### Exercise brief
Render every line of the records below as a Markdown table with the columns "Row" and "Line", numbering the rows in order and omitting any blank lines.

### Supplied records
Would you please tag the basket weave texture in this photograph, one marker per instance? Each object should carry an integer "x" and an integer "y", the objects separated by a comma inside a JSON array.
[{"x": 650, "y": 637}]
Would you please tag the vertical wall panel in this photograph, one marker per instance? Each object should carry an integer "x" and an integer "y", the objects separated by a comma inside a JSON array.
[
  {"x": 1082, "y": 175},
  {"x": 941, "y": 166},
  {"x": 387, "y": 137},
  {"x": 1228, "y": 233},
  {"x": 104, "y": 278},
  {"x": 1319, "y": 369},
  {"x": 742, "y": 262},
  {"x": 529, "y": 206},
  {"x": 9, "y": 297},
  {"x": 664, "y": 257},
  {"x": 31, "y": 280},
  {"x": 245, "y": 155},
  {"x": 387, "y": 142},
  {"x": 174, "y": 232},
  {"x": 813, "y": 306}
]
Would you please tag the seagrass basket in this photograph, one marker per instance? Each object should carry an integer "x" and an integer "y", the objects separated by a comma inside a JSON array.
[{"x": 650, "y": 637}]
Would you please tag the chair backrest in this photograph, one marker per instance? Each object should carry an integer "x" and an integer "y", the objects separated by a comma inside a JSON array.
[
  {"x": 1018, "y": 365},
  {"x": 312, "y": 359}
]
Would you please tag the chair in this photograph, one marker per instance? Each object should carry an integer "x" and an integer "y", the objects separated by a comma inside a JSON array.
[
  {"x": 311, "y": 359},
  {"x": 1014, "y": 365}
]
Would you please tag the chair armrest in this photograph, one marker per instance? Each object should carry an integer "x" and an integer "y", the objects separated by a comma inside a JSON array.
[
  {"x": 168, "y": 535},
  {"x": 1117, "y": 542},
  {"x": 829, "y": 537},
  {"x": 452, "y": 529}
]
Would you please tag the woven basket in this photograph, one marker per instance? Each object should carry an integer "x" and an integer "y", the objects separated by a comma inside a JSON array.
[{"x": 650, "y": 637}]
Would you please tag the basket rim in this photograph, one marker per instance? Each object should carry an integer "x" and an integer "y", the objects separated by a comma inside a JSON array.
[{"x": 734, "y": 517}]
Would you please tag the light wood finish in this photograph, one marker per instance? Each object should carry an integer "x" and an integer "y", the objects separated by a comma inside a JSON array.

### Answer below
| Row | Line |
|---|---|
| 1 | Would you please tag the basket weave texture in this photograph, one marker per instance? Each object should carry an integer "x" and an integer "y", the objects separated by a comma inside a JSON array. |
| 2 | [{"x": 650, "y": 637}] |
| 3 | Would you please tag the vertical wall panel in this photograph, one marker per instance? Each object should carry an integer "x" and an integer "y", the objects separated by a comma inside a JSON array. |
| 4 | [ |
| 5 |   {"x": 1082, "y": 175}, |
| 6 |   {"x": 941, "y": 166}, |
| 7 |   {"x": 387, "y": 137}, |
| 8 |   {"x": 1228, "y": 233}, |
| 9 |   {"x": 104, "y": 278}, |
| 10 |   {"x": 1319, "y": 369}, |
| 11 |   {"x": 742, "y": 262}, |
| 12 |   {"x": 529, "y": 206}, |
| 13 |   {"x": 9, "y": 297}, |
| 14 |   {"x": 664, "y": 257}, |
| 15 |   {"x": 31, "y": 280}, |
| 16 |   {"x": 245, "y": 155}, |
| 17 |   {"x": 387, "y": 142}, |
| 18 |   {"x": 174, "y": 232}, |
| 19 |   {"x": 813, "y": 306} |
| 20 | ] |
| 21 | Would you please tag the seagrass basket in this photograph, one marker per instance? Each object should carry an integer "x" and an integer "y", the objects separated by a comma inside a JSON array. |
| 22 | [{"x": 650, "y": 637}] |
| 23 | Would you please tag the chair backrest in this photograph, one marker per instance? Each object should carry an integer "x" and an integer "y", the objects separated by a comma inside a JSON array. |
| 24 | [ |
| 25 |   {"x": 1018, "y": 365}, |
| 26 |   {"x": 312, "y": 359} |
| 27 | ] |
| 28 | Would you please tag the chair in this photograph, one marker per instance? Each object should carry an integer "x" and an integer "y", the objects separated by a comma inside a JSON array. |
| 29 | [ |
| 30 |   {"x": 311, "y": 359}, |
| 31 |   {"x": 1014, "y": 365} |
| 32 | ] |
| 33 | Would you please tag the chair armrest in this photograph, one marker per instance? Each object should carry an integer "x" and an integer "y", the objects separated by a comma inside a JSON array. |
| 34 | [ |
| 35 |   {"x": 168, "y": 535}, |
| 36 |   {"x": 1117, "y": 542}, |
| 37 |   {"x": 829, "y": 537}, |
| 38 |   {"x": 452, "y": 529} |
| 39 | ] |
| 40 | Would you please tag the woven basket in this photograph, one marker per instance? Each object should carry an integer "x" and an integer "y", the objects separated by a comma inside a JSON array. |
| 41 | [{"x": 650, "y": 637}] |
| 42 | Would you please tag the basket rim in this photograph, one marker per instance? Each object should carry an integer "x" and an integer "y", the objects separated by a comma inside a JSON array. |
| 43 | [{"x": 734, "y": 517}] |
| 44 | Would you please tag the light wood finish in this photograph, one marker per instance? Each object should carry an integer "x" and an integer "y", the objects separated by a comma inside a JSON array. |